(begin)

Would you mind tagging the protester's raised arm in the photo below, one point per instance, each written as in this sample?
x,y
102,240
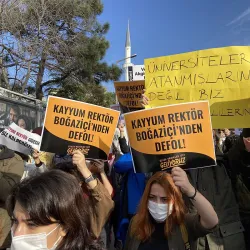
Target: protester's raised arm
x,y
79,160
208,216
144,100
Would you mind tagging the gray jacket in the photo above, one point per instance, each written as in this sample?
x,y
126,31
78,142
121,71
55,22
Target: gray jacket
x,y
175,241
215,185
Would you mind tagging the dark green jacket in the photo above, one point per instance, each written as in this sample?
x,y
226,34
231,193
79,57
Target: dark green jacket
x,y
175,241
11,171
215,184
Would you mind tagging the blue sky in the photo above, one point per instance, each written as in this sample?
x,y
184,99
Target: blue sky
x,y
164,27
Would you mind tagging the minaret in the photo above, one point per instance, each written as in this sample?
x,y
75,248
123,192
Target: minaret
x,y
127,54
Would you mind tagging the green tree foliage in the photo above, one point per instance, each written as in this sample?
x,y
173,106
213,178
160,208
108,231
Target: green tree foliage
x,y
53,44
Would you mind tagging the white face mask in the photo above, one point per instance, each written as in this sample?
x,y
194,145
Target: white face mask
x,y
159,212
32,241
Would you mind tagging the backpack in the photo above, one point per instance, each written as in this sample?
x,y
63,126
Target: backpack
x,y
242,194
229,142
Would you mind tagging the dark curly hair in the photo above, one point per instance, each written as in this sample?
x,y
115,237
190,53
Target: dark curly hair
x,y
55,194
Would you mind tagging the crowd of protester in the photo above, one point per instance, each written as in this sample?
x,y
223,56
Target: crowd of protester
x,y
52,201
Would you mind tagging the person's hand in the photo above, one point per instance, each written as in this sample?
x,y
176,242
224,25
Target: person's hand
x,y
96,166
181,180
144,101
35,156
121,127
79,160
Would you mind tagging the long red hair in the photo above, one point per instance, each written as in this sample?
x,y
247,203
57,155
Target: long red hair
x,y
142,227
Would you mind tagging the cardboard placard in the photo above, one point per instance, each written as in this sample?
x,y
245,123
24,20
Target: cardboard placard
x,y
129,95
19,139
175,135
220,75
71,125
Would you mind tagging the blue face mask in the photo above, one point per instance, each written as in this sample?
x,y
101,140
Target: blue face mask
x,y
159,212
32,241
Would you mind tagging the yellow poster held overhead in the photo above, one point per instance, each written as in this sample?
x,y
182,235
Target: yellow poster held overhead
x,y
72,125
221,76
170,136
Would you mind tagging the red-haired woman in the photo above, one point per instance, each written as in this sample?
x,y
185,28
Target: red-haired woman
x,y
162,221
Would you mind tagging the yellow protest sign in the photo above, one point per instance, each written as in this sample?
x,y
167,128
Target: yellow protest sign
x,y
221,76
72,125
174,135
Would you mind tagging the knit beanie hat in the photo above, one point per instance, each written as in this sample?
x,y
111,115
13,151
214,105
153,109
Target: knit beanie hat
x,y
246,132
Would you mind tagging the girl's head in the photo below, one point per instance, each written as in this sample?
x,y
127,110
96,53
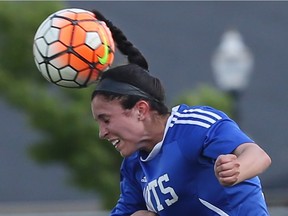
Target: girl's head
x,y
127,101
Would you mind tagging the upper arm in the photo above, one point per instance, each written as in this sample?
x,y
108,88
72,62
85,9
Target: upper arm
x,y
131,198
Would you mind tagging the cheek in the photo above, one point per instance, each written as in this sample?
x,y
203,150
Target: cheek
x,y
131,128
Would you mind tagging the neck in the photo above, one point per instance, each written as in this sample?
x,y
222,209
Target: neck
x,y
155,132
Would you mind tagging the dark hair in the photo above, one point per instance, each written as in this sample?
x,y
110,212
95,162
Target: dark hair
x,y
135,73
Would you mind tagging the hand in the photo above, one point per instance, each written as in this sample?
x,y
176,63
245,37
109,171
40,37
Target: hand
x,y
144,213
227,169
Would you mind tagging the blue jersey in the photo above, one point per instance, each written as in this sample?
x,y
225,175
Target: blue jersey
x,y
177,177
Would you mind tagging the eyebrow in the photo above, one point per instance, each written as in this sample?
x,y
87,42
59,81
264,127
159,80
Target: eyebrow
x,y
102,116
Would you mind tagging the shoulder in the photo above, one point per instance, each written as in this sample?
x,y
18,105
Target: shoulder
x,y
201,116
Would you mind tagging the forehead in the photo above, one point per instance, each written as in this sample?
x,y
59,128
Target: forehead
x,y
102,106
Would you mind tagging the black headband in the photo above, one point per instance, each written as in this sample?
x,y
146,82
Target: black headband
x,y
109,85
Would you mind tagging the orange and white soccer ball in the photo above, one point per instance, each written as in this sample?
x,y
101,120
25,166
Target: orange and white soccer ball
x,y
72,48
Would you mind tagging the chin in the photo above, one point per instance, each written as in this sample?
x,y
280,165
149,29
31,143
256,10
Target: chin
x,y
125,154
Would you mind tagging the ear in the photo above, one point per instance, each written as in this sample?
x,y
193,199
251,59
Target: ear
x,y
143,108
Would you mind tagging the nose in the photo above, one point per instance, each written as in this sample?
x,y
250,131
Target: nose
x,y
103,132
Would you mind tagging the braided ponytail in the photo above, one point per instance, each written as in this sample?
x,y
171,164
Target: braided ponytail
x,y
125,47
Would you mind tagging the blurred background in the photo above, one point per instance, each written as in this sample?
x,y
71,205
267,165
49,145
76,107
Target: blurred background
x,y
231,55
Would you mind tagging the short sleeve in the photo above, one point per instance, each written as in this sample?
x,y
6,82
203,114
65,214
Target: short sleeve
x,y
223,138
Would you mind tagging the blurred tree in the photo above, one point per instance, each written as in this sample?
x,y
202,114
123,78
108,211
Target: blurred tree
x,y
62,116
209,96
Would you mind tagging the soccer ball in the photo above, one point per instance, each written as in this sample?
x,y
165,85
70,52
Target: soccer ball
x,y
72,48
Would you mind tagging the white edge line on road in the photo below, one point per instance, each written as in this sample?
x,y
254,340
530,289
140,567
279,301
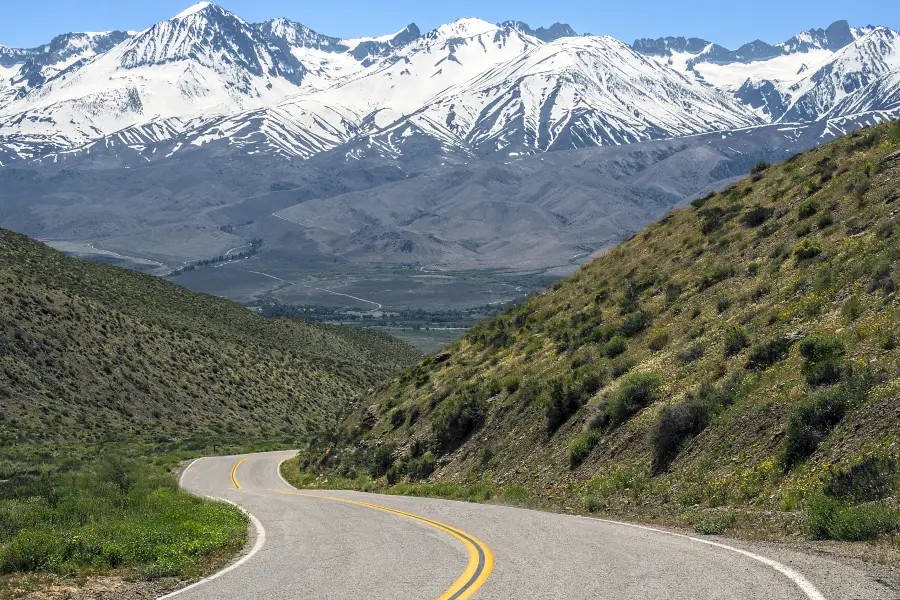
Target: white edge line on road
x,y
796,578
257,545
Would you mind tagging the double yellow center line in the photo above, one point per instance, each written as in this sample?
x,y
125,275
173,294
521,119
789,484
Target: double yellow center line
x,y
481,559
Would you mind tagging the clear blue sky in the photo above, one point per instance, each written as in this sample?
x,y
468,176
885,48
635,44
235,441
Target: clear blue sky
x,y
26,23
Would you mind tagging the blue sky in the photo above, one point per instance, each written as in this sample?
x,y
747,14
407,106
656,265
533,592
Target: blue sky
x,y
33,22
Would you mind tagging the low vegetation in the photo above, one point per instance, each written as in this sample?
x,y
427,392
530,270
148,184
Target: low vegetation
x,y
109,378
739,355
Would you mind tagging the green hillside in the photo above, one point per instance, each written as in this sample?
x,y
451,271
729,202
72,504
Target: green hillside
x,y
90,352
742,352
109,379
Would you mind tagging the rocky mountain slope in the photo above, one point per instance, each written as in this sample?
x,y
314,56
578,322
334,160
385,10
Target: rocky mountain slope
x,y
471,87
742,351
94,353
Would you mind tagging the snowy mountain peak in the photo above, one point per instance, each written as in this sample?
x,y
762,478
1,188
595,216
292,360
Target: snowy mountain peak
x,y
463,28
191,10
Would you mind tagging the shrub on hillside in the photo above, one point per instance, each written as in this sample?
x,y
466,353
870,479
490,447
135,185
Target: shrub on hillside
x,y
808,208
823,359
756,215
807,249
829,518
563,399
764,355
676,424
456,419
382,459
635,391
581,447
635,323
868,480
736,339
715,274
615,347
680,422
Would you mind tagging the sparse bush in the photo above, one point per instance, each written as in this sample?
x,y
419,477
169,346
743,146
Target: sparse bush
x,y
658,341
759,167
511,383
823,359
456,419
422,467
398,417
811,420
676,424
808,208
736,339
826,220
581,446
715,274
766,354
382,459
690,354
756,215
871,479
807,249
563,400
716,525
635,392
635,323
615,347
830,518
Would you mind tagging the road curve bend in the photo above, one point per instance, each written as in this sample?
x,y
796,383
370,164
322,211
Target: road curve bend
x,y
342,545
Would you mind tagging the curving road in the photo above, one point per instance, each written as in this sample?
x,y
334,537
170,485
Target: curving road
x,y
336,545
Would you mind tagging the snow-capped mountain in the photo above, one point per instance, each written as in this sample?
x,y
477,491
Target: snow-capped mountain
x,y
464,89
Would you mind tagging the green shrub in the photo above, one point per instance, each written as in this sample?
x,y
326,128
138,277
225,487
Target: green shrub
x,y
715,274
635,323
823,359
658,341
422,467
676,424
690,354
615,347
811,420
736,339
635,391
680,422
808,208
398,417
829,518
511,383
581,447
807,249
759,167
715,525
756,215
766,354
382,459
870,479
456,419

(end)

● **PROMPT**:
Take the line that contains "Would you mind tagging the snowy" and every line after it through the end of the listing above, and repeat them exactly.

● **SOLUTION TO THIS EXERCISE**:
Would you mind tagging the snowy mountain peak in the photo above, one point per instance, each written as in this sample?
x,y
762,478
1,188
595,216
292,360
Target: snowy mountain peak
x,y
463,28
191,10
Would you mind tagging the shrub on hillside in the photo above, one point per instance, each written as in this sample?
x,y
466,353
870,479
490,447
135,185
Target: shrub on hillside
x,y
808,208
823,359
756,215
807,249
829,518
563,399
764,355
676,424
456,419
382,459
635,391
581,447
635,323
868,480
736,339
715,274
615,347
680,422
Would you mind tagging the sparse bush in the photo above, one point per instance, each written as in this sample?
x,y
419,477
169,346
743,146
Target: sparse bush
x,y
658,341
759,167
511,383
823,359
456,419
422,467
398,417
811,420
676,424
808,208
736,339
826,220
581,446
715,274
766,354
382,459
690,354
756,215
871,479
807,249
563,400
716,525
635,392
635,323
615,347
830,518
Would you mind tagging the road curve bend in the photo above, one point per instance, each written as in this sample?
x,y
796,383
370,164
322,211
Target: road curve bend
x,y
342,545
Would you mind tagging the curving road in the photo above, one point per instance, each written as in this sample?
x,y
334,537
170,485
Target: curving road
x,y
336,545
Would you mind tagging the snow-capped mountain in the photo above, one point per instance, each written as in this sample?
x,y
477,491
Target: snow-capped mountain
x,y
464,89
Would you mind tagging the green shrub in the photo above, one point per instance, each written as in this sample?
x,y
326,128
138,277
225,487
Target: green shrub
x,y
715,274
635,323
823,359
658,341
422,467
676,424
690,354
615,347
811,420
736,339
635,391
680,422
808,208
398,417
829,518
511,383
581,447
807,249
759,167
715,525
756,215
766,354
382,459
870,479
456,419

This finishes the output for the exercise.